EXERCISE DIRECTIONS:
Each line of the data is to be output verbatim, with the images removed.

[Data records]

——————

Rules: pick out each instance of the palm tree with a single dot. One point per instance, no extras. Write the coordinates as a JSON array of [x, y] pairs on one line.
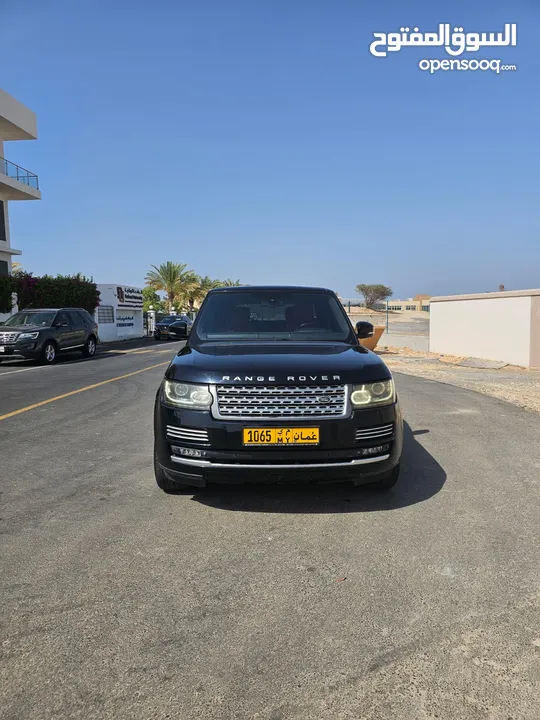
[[201, 289], [174, 279]]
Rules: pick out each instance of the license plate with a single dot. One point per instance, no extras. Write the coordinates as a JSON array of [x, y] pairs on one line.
[[281, 436]]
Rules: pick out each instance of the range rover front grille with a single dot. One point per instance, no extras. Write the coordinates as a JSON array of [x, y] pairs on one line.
[[194, 435], [281, 401], [374, 433], [6, 338]]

——————

RESPONSE AREA:
Rules: pick out each instance of the palm tree with a single dot. One point per instance, no extras. Write the coordinates as a JSON array of [x, y] pairs on one line.
[[201, 289], [174, 279]]
Rules: pick out each instance of the license plate with a single dot. One point per instance, no extras. Write the coordinates as a JSON array of [x, y] pairs on one line.
[[281, 436]]
Rules: pick out each instance of the range rover front grille with a single dot. One point per instance, no extras. Write the coordinates as a JSON array of [x, y] pairs on one line.
[[194, 435], [281, 401], [374, 433], [6, 338]]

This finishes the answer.